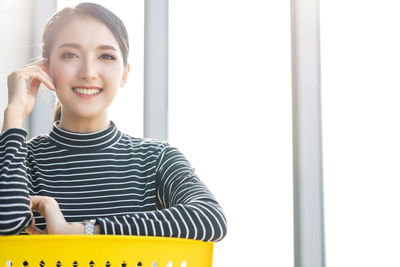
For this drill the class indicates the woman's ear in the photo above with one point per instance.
(127, 69)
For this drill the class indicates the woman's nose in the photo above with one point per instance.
(88, 70)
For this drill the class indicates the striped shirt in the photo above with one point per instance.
(131, 186)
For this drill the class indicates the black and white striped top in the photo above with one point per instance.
(131, 186)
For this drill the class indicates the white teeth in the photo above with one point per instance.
(84, 91)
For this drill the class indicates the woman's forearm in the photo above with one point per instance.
(12, 118)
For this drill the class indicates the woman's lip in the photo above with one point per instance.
(87, 87)
(86, 96)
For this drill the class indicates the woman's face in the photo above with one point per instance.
(86, 66)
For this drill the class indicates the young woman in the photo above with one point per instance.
(85, 176)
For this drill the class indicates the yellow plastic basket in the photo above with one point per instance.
(103, 251)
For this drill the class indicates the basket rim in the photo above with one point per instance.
(99, 238)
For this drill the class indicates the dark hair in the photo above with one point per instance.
(96, 11)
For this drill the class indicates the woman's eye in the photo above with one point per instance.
(68, 55)
(108, 57)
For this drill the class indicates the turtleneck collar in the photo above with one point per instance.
(85, 141)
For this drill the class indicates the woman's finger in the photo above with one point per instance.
(39, 62)
(33, 230)
(34, 88)
(40, 75)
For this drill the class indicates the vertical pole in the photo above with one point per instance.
(40, 119)
(156, 69)
(307, 140)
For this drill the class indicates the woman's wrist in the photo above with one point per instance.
(79, 229)
(13, 117)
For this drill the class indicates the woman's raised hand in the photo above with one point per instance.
(21, 98)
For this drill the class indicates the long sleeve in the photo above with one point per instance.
(14, 193)
(185, 207)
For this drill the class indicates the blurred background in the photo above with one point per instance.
(229, 92)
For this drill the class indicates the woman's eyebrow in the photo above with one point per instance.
(74, 45)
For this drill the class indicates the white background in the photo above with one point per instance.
(360, 102)
(230, 113)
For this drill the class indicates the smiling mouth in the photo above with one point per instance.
(87, 91)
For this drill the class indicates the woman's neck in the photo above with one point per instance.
(84, 125)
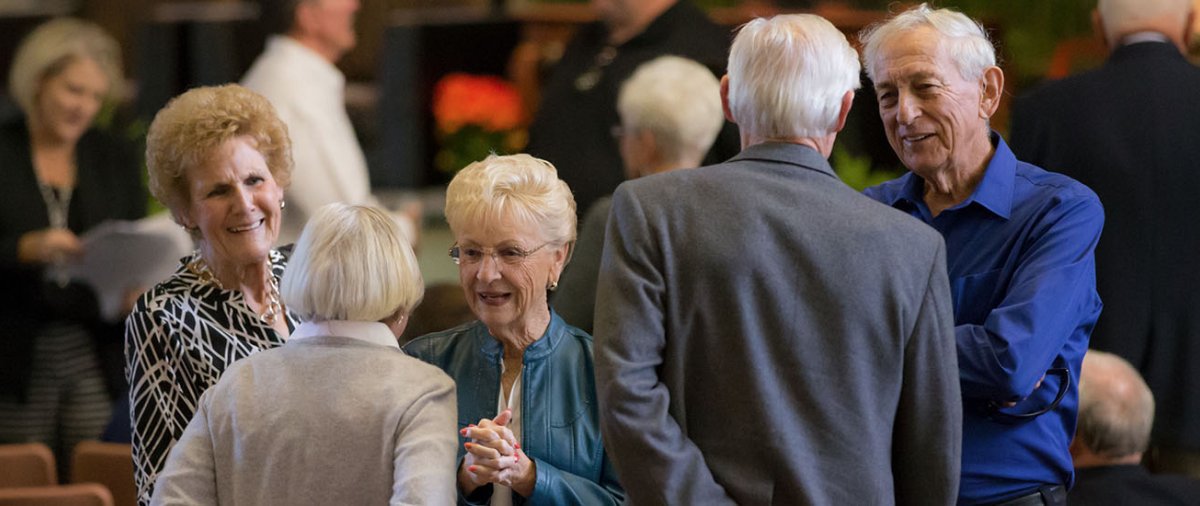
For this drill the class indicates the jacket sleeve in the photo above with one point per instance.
(925, 463)
(558, 487)
(190, 475)
(655, 461)
(153, 396)
(425, 447)
(1051, 293)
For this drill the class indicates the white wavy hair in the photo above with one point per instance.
(1126, 16)
(515, 185)
(678, 101)
(787, 74)
(964, 38)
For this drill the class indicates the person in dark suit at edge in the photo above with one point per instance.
(1131, 131)
(579, 101)
(1116, 411)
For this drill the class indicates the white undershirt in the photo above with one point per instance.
(502, 495)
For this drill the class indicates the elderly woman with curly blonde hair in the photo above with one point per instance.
(527, 403)
(220, 160)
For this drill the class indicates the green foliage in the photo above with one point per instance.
(856, 170)
(1027, 30)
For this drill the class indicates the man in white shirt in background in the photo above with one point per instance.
(297, 73)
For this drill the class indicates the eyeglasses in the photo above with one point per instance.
(995, 411)
(504, 254)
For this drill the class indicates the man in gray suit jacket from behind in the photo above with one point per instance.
(765, 333)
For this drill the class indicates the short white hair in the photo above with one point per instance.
(787, 76)
(352, 263)
(1126, 16)
(964, 38)
(51, 47)
(676, 100)
(1116, 409)
(515, 185)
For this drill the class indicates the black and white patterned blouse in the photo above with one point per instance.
(178, 341)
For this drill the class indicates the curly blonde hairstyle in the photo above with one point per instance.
(526, 187)
(54, 44)
(186, 132)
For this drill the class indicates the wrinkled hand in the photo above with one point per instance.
(495, 456)
(48, 246)
(1036, 386)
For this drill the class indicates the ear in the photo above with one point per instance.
(725, 98)
(847, 101)
(1188, 31)
(991, 86)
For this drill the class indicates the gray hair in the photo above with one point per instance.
(964, 38)
(1126, 16)
(787, 76)
(516, 185)
(1116, 409)
(352, 263)
(51, 47)
(678, 101)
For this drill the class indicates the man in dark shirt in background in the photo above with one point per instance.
(579, 103)
(1131, 131)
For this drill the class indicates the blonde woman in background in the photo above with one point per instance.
(340, 415)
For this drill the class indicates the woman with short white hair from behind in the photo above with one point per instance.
(339, 414)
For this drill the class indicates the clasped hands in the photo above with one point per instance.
(493, 456)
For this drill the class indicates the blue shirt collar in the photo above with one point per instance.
(995, 190)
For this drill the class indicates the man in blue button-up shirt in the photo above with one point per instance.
(1019, 244)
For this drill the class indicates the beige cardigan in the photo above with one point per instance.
(319, 421)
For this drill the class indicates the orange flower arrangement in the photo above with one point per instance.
(475, 115)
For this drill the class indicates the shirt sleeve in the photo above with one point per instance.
(1050, 296)
(426, 447)
(653, 457)
(153, 397)
(189, 476)
(925, 462)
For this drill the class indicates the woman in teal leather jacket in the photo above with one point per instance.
(527, 405)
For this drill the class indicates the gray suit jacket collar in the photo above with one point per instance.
(786, 152)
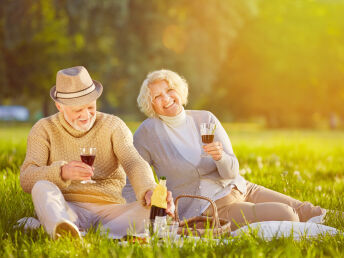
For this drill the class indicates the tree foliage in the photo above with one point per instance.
(280, 60)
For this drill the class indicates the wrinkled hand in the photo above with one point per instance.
(214, 149)
(76, 170)
(169, 199)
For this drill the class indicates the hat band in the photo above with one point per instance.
(75, 94)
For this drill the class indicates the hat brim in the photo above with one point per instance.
(79, 101)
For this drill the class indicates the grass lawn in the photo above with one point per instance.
(308, 165)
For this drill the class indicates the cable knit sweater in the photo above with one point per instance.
(52, 142)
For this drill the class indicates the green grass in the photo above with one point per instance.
(308, 165)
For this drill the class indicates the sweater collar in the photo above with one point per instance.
(174, 121)
(70, 129)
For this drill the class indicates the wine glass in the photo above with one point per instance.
(207, 134)
(88, 155)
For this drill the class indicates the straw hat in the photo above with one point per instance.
(74, 87)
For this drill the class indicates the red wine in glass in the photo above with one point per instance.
(207, 138)
(88, 159)
(88, 155)
(207, 131)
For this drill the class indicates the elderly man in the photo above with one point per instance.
(53, 173)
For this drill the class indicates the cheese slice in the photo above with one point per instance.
(159, 196)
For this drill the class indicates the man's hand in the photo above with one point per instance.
(76, 170)
(169, 199)
(214, 149)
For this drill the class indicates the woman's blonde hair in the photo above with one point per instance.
(174, 81)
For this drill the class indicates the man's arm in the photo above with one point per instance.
(137, 169)
(35, 166)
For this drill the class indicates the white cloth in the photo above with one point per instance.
(51, 208)
(181, 131)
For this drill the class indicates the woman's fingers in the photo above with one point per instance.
(214, 149)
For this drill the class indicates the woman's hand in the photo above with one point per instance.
(170, 204)
(214, 149)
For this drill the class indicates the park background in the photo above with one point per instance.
(273, 63)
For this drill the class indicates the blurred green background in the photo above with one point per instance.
(276, 63)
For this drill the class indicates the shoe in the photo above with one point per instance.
(65, 228)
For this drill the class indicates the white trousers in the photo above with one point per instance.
(51, 208)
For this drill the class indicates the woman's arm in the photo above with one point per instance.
(228, 164)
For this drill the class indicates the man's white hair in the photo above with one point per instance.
(174, 81)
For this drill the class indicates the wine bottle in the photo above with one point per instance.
(159, 205)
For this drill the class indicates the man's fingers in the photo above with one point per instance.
(80, 164)
(148, 197)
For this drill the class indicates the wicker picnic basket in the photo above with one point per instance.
(197, 226)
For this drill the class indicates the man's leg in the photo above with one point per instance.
(118, 218)
(53, 211)
(259, 194)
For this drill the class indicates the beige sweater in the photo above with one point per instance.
(52, 142)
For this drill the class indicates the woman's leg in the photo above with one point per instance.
(243, 213)
(234, 208)
(259, 194)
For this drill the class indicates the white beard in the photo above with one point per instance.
(84, 128)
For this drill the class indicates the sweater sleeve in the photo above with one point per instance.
(228, 165)
(35, 166)
(139, 143)
(137, 169)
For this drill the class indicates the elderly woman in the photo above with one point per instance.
(170, 140)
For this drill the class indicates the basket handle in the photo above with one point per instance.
(215, 215)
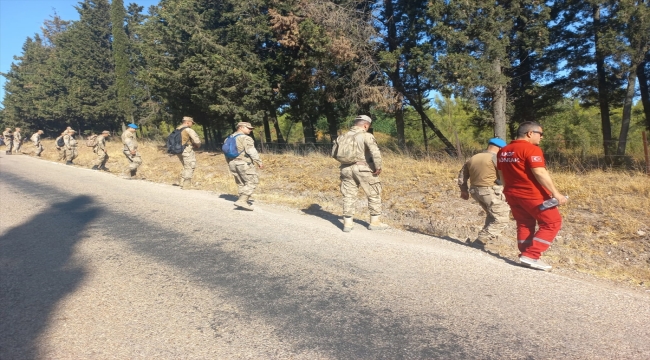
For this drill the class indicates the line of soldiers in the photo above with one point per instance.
(13, 140)
(503, 174)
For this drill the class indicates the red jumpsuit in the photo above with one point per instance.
(525, 194)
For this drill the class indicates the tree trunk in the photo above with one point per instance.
(450, 148)
(603, 91)
(499, 104)
(394, 75)
(308, 131)
(645, 93)
(424, 137)
(332, 123)
(267, 128)
(206, 136)
(627, 112)
(399, 124)
(273, 116)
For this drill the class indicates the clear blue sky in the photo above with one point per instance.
(22, 18)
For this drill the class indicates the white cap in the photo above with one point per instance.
(364, 118)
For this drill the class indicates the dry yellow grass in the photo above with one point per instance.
(606, 231)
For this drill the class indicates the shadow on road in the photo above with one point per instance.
(329, 317)
(36, 273)
(317, 210)
(228, 197)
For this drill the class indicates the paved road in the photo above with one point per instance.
(96, 267)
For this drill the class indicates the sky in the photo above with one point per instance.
(22, 18)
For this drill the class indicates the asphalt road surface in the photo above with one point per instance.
(96, 267)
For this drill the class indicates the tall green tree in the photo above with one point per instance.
(479, 43)
(408, 60)
(83, 71)
(120, 46)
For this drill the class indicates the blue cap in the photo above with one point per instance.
(497, 142)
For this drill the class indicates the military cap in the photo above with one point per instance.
(245, 124)
(363, 118)
(497, 142)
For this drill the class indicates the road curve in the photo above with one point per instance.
(96, 267)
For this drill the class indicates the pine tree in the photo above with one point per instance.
(120, 47)
(479, 42)
(83, 70)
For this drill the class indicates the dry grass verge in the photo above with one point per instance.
(606, 231)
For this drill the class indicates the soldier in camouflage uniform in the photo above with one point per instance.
(18, 141)
(8, 138)
(242, 167)
(363, 173)
(100, 150)
(487, 190)
(190, 141)
(131, 151)
(60, 149)
(70, 146)
(36, 139)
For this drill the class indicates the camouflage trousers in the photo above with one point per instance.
(17, 145)
(134, 160)
(494, 203)
(245, 176)
(358, 176)
(188, 159)
(71, 154)
(101, 159)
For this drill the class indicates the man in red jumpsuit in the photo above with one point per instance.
(527, 184)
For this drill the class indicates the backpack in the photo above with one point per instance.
(175, 141)
(229, 147)
(91, 141)
(346, 148)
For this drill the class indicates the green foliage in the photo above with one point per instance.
(227, 61)
(120, 46)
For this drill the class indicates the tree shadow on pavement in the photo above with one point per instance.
(228, 197)
(36, 272)
(464, 243)
(314, 311)
(317, 210)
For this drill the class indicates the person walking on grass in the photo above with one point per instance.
(241, 155)
(70, 147)
(487, 190)
(8, 138)
(360, 159)
(18, 141)
(527, 184)
(36, 139)
(60, 146)
(100, 150)
(190, 141)
(131, 151)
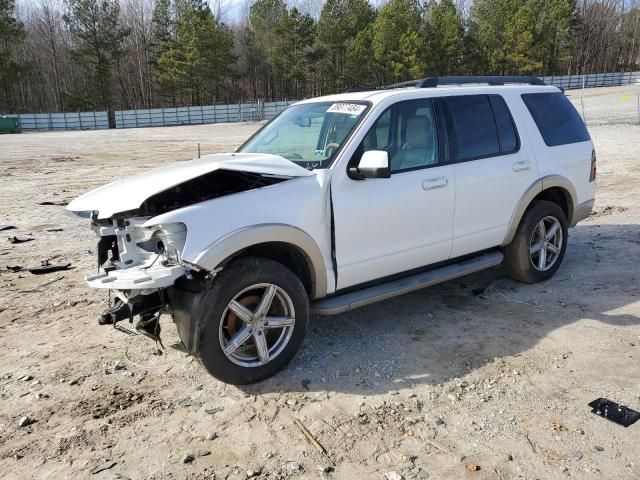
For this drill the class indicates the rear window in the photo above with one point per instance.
(557, 120)
(471, 127)
(479, 126)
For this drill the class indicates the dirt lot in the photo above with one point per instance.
(481, 371)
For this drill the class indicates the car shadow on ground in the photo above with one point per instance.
(451, 329)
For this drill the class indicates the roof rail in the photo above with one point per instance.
(432, 82)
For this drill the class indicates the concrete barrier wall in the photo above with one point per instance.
(241, 112)
(593, 80)
(62, 121)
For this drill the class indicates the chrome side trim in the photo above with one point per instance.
(245, 237)
(377, 293)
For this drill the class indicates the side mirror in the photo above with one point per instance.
(373, 164)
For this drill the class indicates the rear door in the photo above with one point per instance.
(492, 166)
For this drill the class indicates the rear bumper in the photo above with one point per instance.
(582, 211)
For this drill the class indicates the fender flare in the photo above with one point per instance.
(537, 187)
(220, 251)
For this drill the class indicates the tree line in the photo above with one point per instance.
(67, 55)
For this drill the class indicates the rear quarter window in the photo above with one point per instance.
(555, 117)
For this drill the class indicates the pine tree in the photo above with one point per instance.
(445, 38)
(398, 44)
(98, 45)
(339, 24)
(11, 32)
(194, 64)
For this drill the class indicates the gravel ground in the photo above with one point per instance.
(480, 378)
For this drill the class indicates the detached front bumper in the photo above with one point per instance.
(136, 278)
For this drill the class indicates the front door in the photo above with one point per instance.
(385, 226)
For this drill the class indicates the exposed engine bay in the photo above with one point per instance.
(138, 263)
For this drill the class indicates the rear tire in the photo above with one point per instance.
(539, 245)
(254, 319)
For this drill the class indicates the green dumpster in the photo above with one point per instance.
(9, 125)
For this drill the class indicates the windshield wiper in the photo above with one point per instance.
(297, 156)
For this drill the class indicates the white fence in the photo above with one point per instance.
(593, 80)
(245, 112)
(241, 112)
(62, 121)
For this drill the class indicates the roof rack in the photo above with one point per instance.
(432, 82)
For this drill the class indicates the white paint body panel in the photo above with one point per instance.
(389, 225)
(382, 226)
(302, 203)
(130, 192)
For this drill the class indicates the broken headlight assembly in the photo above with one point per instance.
(167, 241)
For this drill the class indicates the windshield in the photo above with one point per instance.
(310, 134)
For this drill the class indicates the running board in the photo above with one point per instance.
(360, 298)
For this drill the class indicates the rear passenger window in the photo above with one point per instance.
(506, 131)
(557, 120)
(471, 127)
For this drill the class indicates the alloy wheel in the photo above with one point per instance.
(257, 325)
(545, 244)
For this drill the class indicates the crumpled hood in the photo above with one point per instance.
(129, 193)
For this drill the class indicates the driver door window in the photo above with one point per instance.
(407, 132)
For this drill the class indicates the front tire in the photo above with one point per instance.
(539, 245)
(254, 319)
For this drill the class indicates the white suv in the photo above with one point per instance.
(339, 202)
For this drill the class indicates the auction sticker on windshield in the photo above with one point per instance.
(348, 108)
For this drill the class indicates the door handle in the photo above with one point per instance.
(433, 183)
(521, 166)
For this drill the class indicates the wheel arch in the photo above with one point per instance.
(283, 243)
(554, 188)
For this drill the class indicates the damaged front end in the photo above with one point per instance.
(137, 263)
(144, 260)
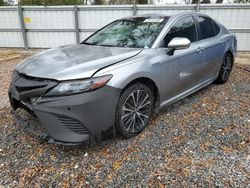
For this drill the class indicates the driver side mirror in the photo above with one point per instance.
(178, 43)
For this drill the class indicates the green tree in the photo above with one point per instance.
(3, 3)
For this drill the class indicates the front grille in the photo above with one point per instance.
(25, 87)
(72, 124)
(21, 89)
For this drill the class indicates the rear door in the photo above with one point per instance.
(181, 71)
(212, 46)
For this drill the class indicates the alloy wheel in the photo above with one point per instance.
(136, 111)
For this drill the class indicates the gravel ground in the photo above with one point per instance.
(202, 140)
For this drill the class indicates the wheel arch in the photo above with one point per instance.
(148, 82)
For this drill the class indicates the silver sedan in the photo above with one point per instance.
(115, 79)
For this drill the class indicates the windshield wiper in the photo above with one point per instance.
(107, 45)
(87, 43)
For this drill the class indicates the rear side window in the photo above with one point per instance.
(206, 27)
(184, 27)
(216, 29)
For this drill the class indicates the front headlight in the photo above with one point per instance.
(79, 86)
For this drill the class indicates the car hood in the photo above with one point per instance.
(73, 61)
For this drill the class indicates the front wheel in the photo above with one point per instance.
(225, 70)
(134, 110)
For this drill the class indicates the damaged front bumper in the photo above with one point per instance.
(69, 120)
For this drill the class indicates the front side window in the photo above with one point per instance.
(184, 27)
(137, 32)
(206, 27)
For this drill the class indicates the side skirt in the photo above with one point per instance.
(187, 92)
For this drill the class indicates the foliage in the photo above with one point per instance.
(51, 2)
(3, 3)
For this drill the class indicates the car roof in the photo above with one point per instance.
(153, 15)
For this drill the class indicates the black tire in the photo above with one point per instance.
(133, 113)
(225, 69)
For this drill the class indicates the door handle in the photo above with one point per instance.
(199, 50)
(222, 42)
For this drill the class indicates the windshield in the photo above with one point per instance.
(139, 32)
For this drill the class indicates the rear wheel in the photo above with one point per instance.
(225, 70)
(134, 110)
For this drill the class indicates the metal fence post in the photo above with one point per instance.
(21, 20)
(77, 33)
(134, 9)
(197, 8)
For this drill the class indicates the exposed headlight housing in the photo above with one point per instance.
(79, 86)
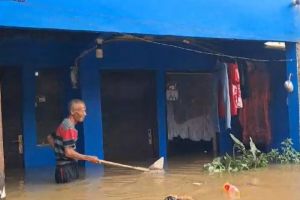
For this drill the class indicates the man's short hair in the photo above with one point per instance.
(73, 102)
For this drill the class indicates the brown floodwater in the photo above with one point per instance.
(183, 176)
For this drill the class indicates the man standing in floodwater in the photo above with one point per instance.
(64, 144)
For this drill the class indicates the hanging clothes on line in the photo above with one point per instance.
(221, 79)
(254, 116)
(193, 116)
(244, 80)
(234, 88)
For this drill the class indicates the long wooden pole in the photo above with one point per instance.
(124, 166)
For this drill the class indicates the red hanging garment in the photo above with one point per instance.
(234, 88)
(254, 116)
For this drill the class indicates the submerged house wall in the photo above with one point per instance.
(214, 19)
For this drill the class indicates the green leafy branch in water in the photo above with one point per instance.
(245, 159)
(287, 154)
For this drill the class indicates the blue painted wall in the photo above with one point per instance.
(118, 55)
(236, 19)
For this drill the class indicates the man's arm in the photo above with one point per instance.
(71, 153)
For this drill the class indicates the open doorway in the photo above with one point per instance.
(129, 115)
(191, 114)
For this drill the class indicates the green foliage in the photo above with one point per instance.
(245, 159)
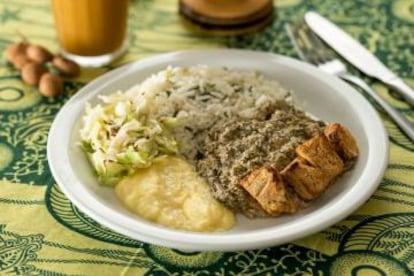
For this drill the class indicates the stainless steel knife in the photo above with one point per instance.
(356, 54)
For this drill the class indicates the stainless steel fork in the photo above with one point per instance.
(311, 49)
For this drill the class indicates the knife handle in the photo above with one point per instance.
(403, 123)
(400, 86)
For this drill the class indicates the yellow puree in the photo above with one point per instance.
(172, 194)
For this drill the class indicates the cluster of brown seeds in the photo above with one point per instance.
(38, 66)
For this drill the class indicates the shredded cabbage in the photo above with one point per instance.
(119, 139)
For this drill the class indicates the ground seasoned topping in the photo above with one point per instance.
(236, 147)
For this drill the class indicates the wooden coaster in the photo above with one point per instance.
(224, 17)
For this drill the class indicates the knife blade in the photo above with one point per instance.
(356, 54)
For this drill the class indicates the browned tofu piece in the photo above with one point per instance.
(307, 181)
(342, 141)
(316, 166)
(267, 187)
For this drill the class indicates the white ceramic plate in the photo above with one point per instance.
(322, 95)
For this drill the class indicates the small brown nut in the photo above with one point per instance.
(50, 85)
(38, 53)
(20, 60)
(15, 49)
(31, 72)
(66, 67)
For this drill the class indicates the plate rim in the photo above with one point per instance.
(221, 241)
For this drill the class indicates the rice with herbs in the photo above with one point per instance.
(199, 96)
(171, 112)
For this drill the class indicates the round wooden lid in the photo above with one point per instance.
(225, 17)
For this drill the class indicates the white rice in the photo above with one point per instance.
(198, 96)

Do this ▸ Repeat exactly the lines from the line containing "For this drill the class indicates the small" through the end of the listing above; both boundary lines are part of the output.

Complete answer ▸
For this drill the class indicates the small brown nut in the photo above with one point per instance.
(50, 85)
(38, 53)
(20, 60)
(15, 49)
(31, 72)
(66, 67)
For this drill the class indicates the plate rim in the photo above with one point per instance.
(221, 241)
For this drill the class indicates the rice with herbs in the photo above with one point per instance.
(199, 96)
(171, 112)
For this drill the class indicates the round wooden lid in the photo above with one point per instance.
(225, 17)
For this drill the class indicates the white rice in the photo above with one point per instance.
(198, 96)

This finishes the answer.